Segmento di testo:
#####
Il mondo dei social non sta semplicemente cambiando: sta subendo una mutazione strutturale. Meta riscrive le metriche, Facebook torna a spingere il video, Instagram manda in pensione la Reach e TikTok entra in un territorio geopolitico bollente. Per chi crea contenuti o gestisce un brand, questo è un momento in cui ignorare gli update significa restare indietro. Facciamo il punto con chiarezza, senza giri di parole.
Instagram: addio "Reach", benvenuta era delle “Views”.
Instagram sta facendo una delle mosse più radicali degli ultimi anni: eliminare la metrica “Reach” a favore di un unico indicatore, le Views.
Tradotto brutalmente: quello che conta ora è quante volte il tuo contenuto appare sullo schermo, non quante persone uniche lo vedono.
Meta lo ha detto esplicitamente tramite lo stesso founder, Mosseri:
“Repeat views saranno conteggiate. Una View è ogni volta che un contenuto appare sullo schermo di qualcuno, anche più volte.”
Un cambio di prospettiva enorme.
La Reach, già in caduta da mesi, sparisce, e arriva una metrica più simile a quelle dei sistemi di advertising. Ci piace? Dipende dai casi. Sicuramente spinge creator e brand a pensare in termini di frequenza, non solo copertura.
La parte positiva?
Instagram sta compensando con nuovi strumenti molto utili per chi vuole capire davvero come si comporta il pubblico. Tra questi:
“When people liked your Reel”
“When people liked your Carousel”
Sono piccoli dettagli, ma fondamentali per individuare pattern di comportamento e ottimizzare contenuti e orari di pubblicazione.
Insomma: Instagram cambia le regole, ma offre anche chiavi nuove per leggere i dati.
Facebook: il ritorno dei video.
Per anni Facebook è sembrato un gigante addormentato. Ma adesso… si sta risvegliando.
I dati interni e i test globali mostrano una tendenza chiara: il video sta tornando a crescere.
Nulla di sorprendente se si guarda al comportamento degli utenti:
sempre meno post statici,
sempre più consumo passivo,
sempre più contenuti verticali o “snackable”.
Facebook non vuole imitare TikTok o Reels, ma sta rimettendo il video al centro del feed, sfruttando due elementi che possiede e che nessun altro può replicare:
una rete sociale “reale”, fatta di amici, gruppi e familiari;
un algoritmo che premia più il tempo di visione che la viralità pura.
#####
Estratti del dataset:
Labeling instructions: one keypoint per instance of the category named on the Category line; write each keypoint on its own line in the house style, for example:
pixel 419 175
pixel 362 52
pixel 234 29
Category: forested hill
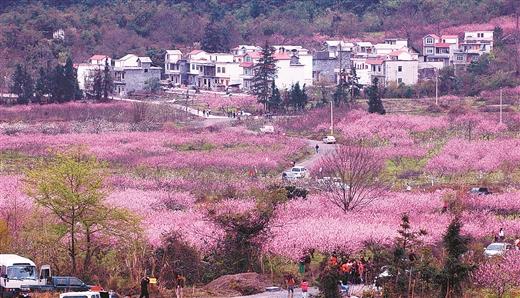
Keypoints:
pixel 148 27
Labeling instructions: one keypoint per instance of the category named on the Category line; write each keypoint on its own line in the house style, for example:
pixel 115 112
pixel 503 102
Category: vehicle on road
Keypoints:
pixel 480 191
pixel 87 294
pixel 296 172
pixel 497 249
pixel 329 140
pixel 18 274
pixel 335 182
pixel 267 129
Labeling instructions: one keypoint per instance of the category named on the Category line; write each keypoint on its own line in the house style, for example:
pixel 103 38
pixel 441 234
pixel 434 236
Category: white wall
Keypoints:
pixel 288 74
pixel 409 73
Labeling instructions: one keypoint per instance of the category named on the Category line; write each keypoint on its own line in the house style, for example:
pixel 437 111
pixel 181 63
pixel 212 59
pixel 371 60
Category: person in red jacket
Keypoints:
pixel 304 285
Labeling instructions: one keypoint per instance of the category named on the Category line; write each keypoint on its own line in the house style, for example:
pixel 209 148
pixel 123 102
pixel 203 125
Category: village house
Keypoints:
pixel 326 64
pixel 175 67
pixel 133 73
pixel 86 71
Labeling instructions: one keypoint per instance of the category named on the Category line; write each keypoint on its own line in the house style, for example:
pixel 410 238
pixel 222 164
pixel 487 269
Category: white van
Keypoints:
pixel 81 295
pixel 18 274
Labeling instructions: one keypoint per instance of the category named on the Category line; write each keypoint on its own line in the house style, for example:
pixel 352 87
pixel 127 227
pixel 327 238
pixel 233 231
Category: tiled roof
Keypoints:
pixel 375 61
pixel 195 52
pixel 281 56
pixel 246 64
pixel 98 57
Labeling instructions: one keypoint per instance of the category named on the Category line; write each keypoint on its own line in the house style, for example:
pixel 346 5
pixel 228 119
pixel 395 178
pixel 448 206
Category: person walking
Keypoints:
pixel 304 285
pixel 144 287
pixel 290 286
pixel 180 281
pixel 501 234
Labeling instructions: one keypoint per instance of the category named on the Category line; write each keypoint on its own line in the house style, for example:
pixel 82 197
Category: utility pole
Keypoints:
pixel 331 118
pixel 436 87
pixel 501 106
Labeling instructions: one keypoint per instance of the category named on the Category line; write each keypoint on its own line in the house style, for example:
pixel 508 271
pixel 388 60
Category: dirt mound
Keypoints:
pixel 238 284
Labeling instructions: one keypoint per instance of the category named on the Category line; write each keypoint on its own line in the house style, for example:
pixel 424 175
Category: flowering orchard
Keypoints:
pixel 178 178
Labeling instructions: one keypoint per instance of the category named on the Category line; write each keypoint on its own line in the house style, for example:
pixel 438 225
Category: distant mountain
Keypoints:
pixel 149 27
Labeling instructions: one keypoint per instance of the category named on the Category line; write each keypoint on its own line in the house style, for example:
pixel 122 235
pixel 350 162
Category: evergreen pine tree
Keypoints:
pixel 265 73
pixel 454 271
pixel 23 85
pixel 375 104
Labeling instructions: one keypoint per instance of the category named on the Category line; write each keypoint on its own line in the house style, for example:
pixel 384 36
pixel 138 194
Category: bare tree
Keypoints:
pixel 352 176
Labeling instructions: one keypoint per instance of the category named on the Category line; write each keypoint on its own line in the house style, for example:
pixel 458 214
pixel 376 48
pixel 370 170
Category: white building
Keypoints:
pixel 86 71
pixel 172 66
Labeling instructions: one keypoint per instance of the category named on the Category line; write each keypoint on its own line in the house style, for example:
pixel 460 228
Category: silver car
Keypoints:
pixel 497 249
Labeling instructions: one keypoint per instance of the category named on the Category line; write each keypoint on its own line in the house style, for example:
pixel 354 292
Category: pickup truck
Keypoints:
pixel 61 284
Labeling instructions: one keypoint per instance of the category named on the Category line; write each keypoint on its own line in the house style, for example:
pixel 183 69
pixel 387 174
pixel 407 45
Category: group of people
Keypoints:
pixel 290 282
pixel 351 271
pixel 180 283
pixel 206 113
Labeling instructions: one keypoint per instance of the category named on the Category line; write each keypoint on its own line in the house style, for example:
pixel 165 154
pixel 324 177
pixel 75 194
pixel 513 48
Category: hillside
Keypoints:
pixel 147 27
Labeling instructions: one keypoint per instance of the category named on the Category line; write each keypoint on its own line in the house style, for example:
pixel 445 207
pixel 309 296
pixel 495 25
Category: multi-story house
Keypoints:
pixel 293 65
pixel 86 71
pixel 175 67
pixel 335 47
pixel 401 67
pixel 438 52
pixel 326 64
pixel 220 72
pixel 133 73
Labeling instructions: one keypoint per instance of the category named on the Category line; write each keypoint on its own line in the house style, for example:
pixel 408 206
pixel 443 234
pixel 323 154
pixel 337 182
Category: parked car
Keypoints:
pixel 497 249
pixel 297 172
pixel 267 129
pixel 329 140
pixel 87 294
pixel 480 191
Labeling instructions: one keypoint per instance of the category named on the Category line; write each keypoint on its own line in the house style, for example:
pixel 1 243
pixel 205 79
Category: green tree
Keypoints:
pixel 70 186
pixel 69 84
pixel 57 87
pixel 275 101
pixel 107 82
pixel 298 96
pixel 22 85
pixel 375 104
pixel 265 73
pixel 454 272
pixel 42 87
#####
Obiettivo dell'esercizio: Trascrivi dal testo sui social tutto ciò che va da "Meta lo ha detto" fino a "non solo copertura.", senza cambiare nulla. Le righe non hanno alcun legame con il testo sui social.

Risposta scritta:
Meta lo ha detto esplicitamente tramite lo stesso founder, Mosseri:
“Repeat views saranno conteggiate. Una View è ogni volta che un contenuto appare sullo schermo di qualcuno, anche più volte.”
Un cambio di prospettiva enorme.
La Reach, già in caduta da mesi, sparisce, e arriva una metrica più simile a quelle dei sistemi di advertising. Ci piace? Dipende dai casi. Sicuramente spinge creator e brand a pensare in termini di frequenza, non solo copertura.